◆ **Request**
Can you retype the material word for word, from its very first line through the line containing "xmin=0 ymin=31 xmax=11 ymax=83", with both of those lines included?

◆ **Provided information**
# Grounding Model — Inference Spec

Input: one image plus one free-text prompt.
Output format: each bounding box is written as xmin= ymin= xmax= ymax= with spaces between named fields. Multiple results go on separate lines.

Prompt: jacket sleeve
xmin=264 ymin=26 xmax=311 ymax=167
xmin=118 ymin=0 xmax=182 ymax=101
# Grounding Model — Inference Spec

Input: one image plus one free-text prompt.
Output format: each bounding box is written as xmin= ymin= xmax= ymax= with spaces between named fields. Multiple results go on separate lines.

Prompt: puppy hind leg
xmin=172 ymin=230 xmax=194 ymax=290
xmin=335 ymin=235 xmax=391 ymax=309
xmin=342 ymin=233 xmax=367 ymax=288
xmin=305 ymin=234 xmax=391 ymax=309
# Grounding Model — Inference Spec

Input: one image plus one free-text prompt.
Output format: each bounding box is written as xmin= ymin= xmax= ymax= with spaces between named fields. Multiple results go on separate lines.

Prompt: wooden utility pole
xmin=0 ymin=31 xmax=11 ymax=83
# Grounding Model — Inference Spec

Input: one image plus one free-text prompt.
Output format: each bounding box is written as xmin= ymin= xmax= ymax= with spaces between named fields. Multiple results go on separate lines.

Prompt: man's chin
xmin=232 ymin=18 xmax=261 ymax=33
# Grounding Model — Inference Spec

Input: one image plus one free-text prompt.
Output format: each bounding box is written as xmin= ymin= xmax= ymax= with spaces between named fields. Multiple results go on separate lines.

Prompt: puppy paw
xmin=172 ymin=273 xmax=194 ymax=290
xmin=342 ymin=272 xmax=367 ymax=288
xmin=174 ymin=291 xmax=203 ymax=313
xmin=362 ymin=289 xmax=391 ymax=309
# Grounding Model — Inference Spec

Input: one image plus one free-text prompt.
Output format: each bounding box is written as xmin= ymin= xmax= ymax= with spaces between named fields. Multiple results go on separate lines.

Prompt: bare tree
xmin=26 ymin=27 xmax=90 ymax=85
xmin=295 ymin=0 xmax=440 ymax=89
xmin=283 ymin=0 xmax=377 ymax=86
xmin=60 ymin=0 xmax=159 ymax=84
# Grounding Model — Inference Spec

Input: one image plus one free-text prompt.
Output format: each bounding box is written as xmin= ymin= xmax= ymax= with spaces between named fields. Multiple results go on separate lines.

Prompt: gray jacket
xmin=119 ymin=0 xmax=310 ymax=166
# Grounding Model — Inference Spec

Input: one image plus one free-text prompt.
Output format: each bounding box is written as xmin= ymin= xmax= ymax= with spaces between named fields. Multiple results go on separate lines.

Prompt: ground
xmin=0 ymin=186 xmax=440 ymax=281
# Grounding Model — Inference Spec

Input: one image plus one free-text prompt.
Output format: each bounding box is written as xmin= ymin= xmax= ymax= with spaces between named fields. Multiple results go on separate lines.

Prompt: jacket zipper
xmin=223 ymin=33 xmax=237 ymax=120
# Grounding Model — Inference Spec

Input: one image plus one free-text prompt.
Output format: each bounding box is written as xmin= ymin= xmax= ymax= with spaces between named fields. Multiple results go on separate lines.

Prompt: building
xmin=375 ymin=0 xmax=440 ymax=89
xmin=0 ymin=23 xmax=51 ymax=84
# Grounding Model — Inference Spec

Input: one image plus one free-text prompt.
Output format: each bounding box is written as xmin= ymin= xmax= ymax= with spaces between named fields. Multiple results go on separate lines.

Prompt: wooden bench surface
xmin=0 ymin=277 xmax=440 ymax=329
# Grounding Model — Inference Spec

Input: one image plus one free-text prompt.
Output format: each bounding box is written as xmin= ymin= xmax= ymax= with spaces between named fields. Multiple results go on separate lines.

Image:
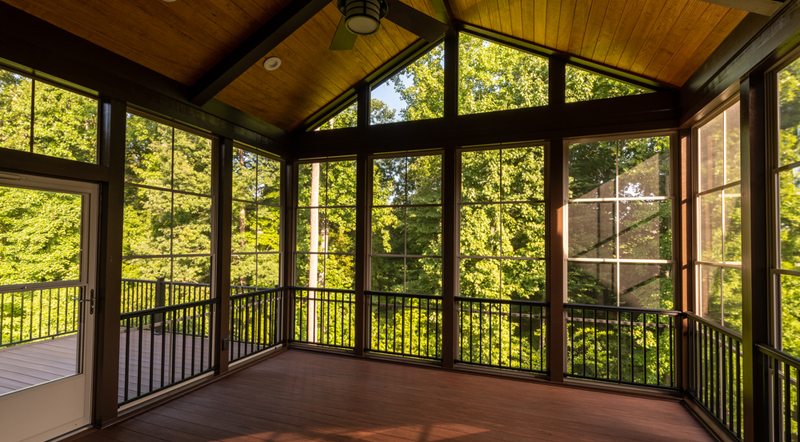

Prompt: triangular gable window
xmin=566 ymin=65 xmax=653 ymax=103
xmin=458 ymin=33 xmax=549 ymax=115
xmin=314 ymin=102 xmax=358 ymax=130
xmin=370 ymin=44 xmax=444 ymax=124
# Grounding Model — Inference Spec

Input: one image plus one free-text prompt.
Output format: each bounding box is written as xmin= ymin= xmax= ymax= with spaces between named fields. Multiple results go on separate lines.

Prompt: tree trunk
xmin=308 ymin=163 xmax=319 ymax=342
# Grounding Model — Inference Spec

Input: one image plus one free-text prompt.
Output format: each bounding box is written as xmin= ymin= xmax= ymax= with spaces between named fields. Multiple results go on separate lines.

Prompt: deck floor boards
xmin=80 ymin=350 xmax=714 ymax=442
xmin=0 ymin=329 xmax=210 ymax=401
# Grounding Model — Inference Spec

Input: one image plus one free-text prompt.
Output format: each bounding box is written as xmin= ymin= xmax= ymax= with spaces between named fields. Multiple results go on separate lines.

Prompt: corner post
xmin=280 ymin=161 xmax=297 ymax=347
xmin=353 ymin=152 xmax=370 ymax=356
xmin=444 ymin=31 xmax=458 ymax=118
xmin=211 ymin=138 xmax=234 ymax=374
xmin=92 ymin=98 xmax=127 ymax=427
xmin=740 ymin=72 xmax=771 ymax=442
xmin=671 ymin=129 xmax=694 ymax=394
xmin=442 ymin=149 xmax=461 ymax=368
xmin=544 ymin=138 xmax=569 ymax=382
xmin=356 ymin=82 xmax=372 ymax=129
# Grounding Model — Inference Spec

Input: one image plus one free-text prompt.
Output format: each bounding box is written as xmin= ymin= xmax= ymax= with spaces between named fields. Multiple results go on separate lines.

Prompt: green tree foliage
xmin=123 ymin=115 xmax=212 ymax=296
xmin=231 ymin=148 xmax=281 ymax=293
xmin=458 ymin=33 xmax=549 ymax=115
xmin=778 ymin=61 xmax=800 ymax=357
xmin=697 ymin=103 xmax=742 ymax=332
xmin=566 ymin=65 xmax=652 ymax=103
xmin=0 ymin=70 xmax=97 ymax=344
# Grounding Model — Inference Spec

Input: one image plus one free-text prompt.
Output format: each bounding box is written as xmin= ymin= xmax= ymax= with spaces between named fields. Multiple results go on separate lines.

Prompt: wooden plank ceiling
xmin=3 ymin=0 xmax=746 ymax=131
xmin=450 ymin=0 xmax=747 ymax=87
xmin=216 ymin=0 xmax=434 ymax=131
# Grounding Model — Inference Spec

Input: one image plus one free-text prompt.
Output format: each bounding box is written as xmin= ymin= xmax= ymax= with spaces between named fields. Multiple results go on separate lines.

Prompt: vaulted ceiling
xmin=4 ymin=0 xmax=763 ymax=131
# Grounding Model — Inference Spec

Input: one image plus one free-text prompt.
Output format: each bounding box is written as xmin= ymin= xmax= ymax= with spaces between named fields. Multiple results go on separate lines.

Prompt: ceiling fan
xmin=330 ymin=0 xmax=447 ymax=51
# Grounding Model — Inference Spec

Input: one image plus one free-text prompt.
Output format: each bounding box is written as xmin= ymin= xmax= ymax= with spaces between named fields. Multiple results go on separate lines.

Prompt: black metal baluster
xmin=124 ymin=318 xmax=131 ymax=401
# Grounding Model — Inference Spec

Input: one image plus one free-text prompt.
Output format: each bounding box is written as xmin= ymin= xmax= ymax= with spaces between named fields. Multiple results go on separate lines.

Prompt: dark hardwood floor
xmin=75 ymin=350 xmax=714 ymax=442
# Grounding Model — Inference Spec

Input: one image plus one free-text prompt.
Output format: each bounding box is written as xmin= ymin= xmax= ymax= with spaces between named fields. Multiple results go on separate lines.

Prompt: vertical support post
xmin=353 ymin=153 xmax=371 ymax=356
xmin=211 ymin=138 xmax=234 ymax=374
xmin=444 ymin=32 xmax=458 ymax=118
xmin=92 ymin=98 xmax=127 ymax=427
xmin=740 ymin=72 xmax=771 ymax=442
xmin=153 ymin=276 xmax=167 ymax=335
xmin=670 ymin=129 xmax=694 ymax=392
xmin=442 ymin=149 xmax=460 ymax=368
xmin=547 ymin=56 xmax=567 ymax=109
xmin=544 ymin=139 xmax=569 ymax=382
xmin=356 ymin=82 xmax=372 ymax=129
xmin=280 ymin=161 xmax=297 ymax=346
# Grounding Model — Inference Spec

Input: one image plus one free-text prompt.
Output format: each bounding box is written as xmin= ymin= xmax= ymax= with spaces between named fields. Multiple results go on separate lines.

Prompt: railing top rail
xmin=756 ymin=344 xmax=800 ymax=369
xmin=231 ymin=287 xmax=283 ymax=299
xmin=285 ymin=286 xmax=356 ymax=294
xmin=564 ymin=303 xmax=681 ymax=316
xmin=0 ymin=281 xmax=86 ymax=293
xmin=122 ymin=278 xmax=158 ymax=283
xmin=685 ymin=312 xmax=743 ymax=342
xmin=455 ymin=296 xmax=550 ymax=307
xmin=119 ymin=298 xmax=220 ymax=320
xmin=364 ymin=290 xmax=444 ymax=299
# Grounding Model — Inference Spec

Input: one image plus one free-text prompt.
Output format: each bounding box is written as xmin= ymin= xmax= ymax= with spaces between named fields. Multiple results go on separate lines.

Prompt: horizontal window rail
xmin=0 ymin=286 xmax=82 ymax=348
xmin=685 ymin=312 xmax=744 ymax=439
xmin=121 ymin=278 xmax=211 ymax=313
xmin=118 ymin=299 xmax=219 ymax=405
xmin=564 ymin=304 xmax=681 ymax=389
xmin=364 ymin=291 xmax=442 ymax=361
xmin=228 ymin=288 xmax=284 ymax=362
xmin=756 ymin=344 xmax=800 ymax=442
xmin=455 ymin=296 xmax=548 ymax=373
xmin=287 ymin=287 xmax=356 ymax=349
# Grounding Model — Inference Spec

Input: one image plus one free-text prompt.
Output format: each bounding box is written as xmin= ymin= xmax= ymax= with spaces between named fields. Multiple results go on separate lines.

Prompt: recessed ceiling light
xmin=264 ymin=57 xmax=281 ymax=71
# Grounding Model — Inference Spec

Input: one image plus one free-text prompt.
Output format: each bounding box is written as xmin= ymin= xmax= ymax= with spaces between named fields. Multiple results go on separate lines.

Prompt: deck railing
xmin=455 ymin=297 xmax=548 ymax=373
xmin=228 ymin=288 xmax=284 ymax=362
xmin=0 ymin=286 xmax=82 ymax=348
xmin=564 ymin=304 xmax=681 ymax=389
xmin=287 ymin=287 xmax=356 ymax=349
xmin=121 ymin=278 xmax=212 ymax=313
xmin=119 ymin=299 xmax=219 ymax=405
xmin=364 ymin=291 xmax=442 ymax=360
xmin=686 ymin=313 xmax=744 ymax=439
xmin=756 ymin=344 xmax=800 ymax=442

◆ **Solution for this task**
# Grounding Model — Inference Spec

Input: one image plus one free-text prompt.
Output format: each bounding box is written as xmin= ymin= xmax= ymax= with spaces between named fields. Multiple results go on separate lines.

Prompt: jacket sleeve
xmin=264 ymin=26 xmax=311 ymax=167
xmin=118 ymin=0 xmax=182 ymax=101
# Grounding Model — Inference Spec

Input: one image plus one free-text prompt.
Output format: each bounding box is written as xmin= ymin= xmax= ymax= with spaces between named fields. Multiple results go on separate lines.

Prompt: puppy hind leg
xmin=172 ymin=230 xmax=194 ymax=290
xmin=335 ymin=235 xmax=391 ymax=309
xmin=342 ymin=233 xmax=367 ymax=288
xmin=305 ymin=234 xmax=391 ymax=309
# Grounding Model — Inference Spec

Input: one image plus one free-text prompt.
Output format: each bounding box is written as xmin= ymin= xmax= ymax= with spaces between named fields. Multiple results go on separate lines.

Prompt: wooden utility pole
xmin=0 ymin=31 xmax=11 ymax=83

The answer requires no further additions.